For this exercise, restate every line below word for word and drop the images.

━━━━

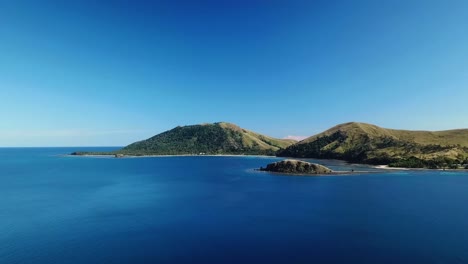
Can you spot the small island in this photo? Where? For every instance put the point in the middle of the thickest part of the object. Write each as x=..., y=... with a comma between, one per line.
x=297, y=167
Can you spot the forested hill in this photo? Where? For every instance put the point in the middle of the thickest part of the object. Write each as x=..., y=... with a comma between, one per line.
x=209, y=139
x=366, y=143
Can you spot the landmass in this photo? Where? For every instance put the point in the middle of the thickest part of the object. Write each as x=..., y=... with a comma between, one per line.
x=296, y=167
x=370, y=144
x=206, y=139
x=352, y=142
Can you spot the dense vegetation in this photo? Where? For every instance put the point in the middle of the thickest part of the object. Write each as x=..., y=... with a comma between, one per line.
x=296, y=167
x=206, y=139
x=364, y=143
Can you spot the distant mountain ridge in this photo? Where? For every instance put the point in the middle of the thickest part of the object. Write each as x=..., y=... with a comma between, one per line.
x=366, y=143
x=205, y=139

━━━━

**Exercise answer**
Can you spot the small island in this photo? Where? For every instance put the point in the middle of the thickest part of the object. Write each as x=..., y=... with a comma between, one per line.
x=297, y=167
Can you spot the forested hill in this photo? Where? For every instance put the point in the middle of the thickest part of the object. Write each as x=..., y=... with a comma between, one per line.
x=209, y=139
x=366, y=143
Can you spot the landmass in this photo? Where? For every instance put the point in the middle of the thickest part of the object. Write each as x=..., y=... with a comma between, one per line.
x=296, y=167
x=370, y=144
x=206, y=139
x=352, y=142
Can you spot the dense vegetation in this photo? Where? For every instance put the point in the middle of the thickest part of the object. Write each as x=..., y=... with a comma between, one per line.
x=296, y=167
x=206, y=139
x=364, y=143
Can you spot the distant mountain ridge in this photo? Where? For every instance put the point in the middle of the thickest part of the object. Write each as x=..., y=... with a comma between, one per line.
x=366, y=143
x=205, y=139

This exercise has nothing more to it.